ТЕКСТ ДЛЯ ЧТЕНИЯ:

При этом мы узнаем, что ранее по губернским городам для этой цели существовали лишь «штатные роты», не более чем по 50 штыков в каждой: так уже успели позабыться уроки пугачевщины.

 

3 При соприкосновении с «чернью» кое–какие меры принимались, впрочем, и в Петербурге: в собор 15 сентября, в годовщину коронации,

Александр ехал не верхом, как обычно, а в карете вместе с императрицами.

Но «чернь» манифестировала необычайно скромно: не было только слышно обычных «ура», и этого жуткого безмолвия было достаточно, чтоб у придворных Александра затряслись поджилки.4

 

Более смелая, великая княгиня Екатерина Павловна писала в эти дни своему брату: «Не бойтесь катастрофы в революционном роде, нет! но я предоставляю вам судить о положении вещей в стране, главу которой презирают».

 

Она добавляет при этом, что такие чувства не составляют особенности какого–нибудь одного класса: «все единодушно вас осуждают».

«Величественное самоотречение» императора, прогуливавшегося в своем парке, когда его солдаты десятками тысяч ложились под неприятельскими ядрами, так же мало входило в предусмотренную публикой программу войны, как и пожар Москвы.

 

В стройную картину все это сложилось гораздо позже.

Представители крупного землевладения, моральные виновники всех бедствий, могли без труда подражать тактике своего государя и его главнокомандующего.

 

У каждого из «знати» были имения в разных углах России — каждый легко мог найти свой каменноостровский дворец достаточно далеко от места военных действий, чтобы шум их не мешал предаваться «самоотречению».

 

В ином положении было среднее дворянство захваченных войной губерний.

Уже в московском дворянском собрании Ростопчину пришлось принять кое–какие меры он сам цинически рассказывает об этом, — чтобы обеспечить «восторженный прием» Александра Павловича и правительственных предложений насчет ополчения и иных «пожертвований».

ИСХОДНЫЕ ДАННЫЕ:
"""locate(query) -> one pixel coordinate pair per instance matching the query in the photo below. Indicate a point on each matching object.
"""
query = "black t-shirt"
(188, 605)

ЗАДАНИЕ 1:
Как Александр ехал в собор 15 сентября, согласно тексту для чтения?
ЗАДАНИЕ 2:
Перепишите дословно отрывок из текста для чтения от слов «В стройную картину» до слов «захваченных войной губерний.» включительно.
ЗАДАНИЕ 3:
Продолжите текст для чтения, начав сразу после его последнего предложения.

ОТВЕТ 1:
В карете вместе с императрицами, а не верхом, как обычно.

ОТВЕТ 2:
В стройную картину все это сложилось гораздо позже.

Представители крупного землевладения, моральные виновники всех бедствий, могли без труда подражать тактике своего государя и его главнокомандующего.

 

У каждого из «знати» были имения в разных углах России — каждый легко мог найти свой каменноостровский дворец достаточно далеко от места военных действий, чтобы шум их не мешал предаваться «самоотречению».

 

В ином положении было среднее дворянство захваченных войной губерний.

ОТВЕТ 3:
 

Нашлись, по его словам, дерзкие люди, собиравшиеся, со своей стороны, предложить императору вопросы: каковы силы нашей армии, как сильна армия неприятельская, какие имеются средства для зашиты? и т. п.

 

Ростопчин приказал поставить около здания благородного собрания две фельдъегерские повозки (на каких обыкновенно отправляли в ссылку), и этой демонстрации оказалось достаточно, чтобы замкнуть уста дерзким людям.

 

Он их называет мартинистами. Мы не можем судить, действительно ли это были остатки новиковского кружка (несомненно уцелевшие до 1812 года в Москве), или же он просто употребил название, прилагавшееся в те дни ко всяким крамольникам — как в конце XIX века «нигилисты».

 

Ростопчин приписывает своим «мартинистам» планы, шедшие и гораздо дальше: ни более ни менее как низвержение Александра и возведение на его место Константина Павловича.

 

Это, на первый взгляд, кажется уже совершенным бредом: и тем не менее, несомненно, что из небольшой группы, очень близкой к настоящим мартинистам, вышел первый проект республиканской конституции для России.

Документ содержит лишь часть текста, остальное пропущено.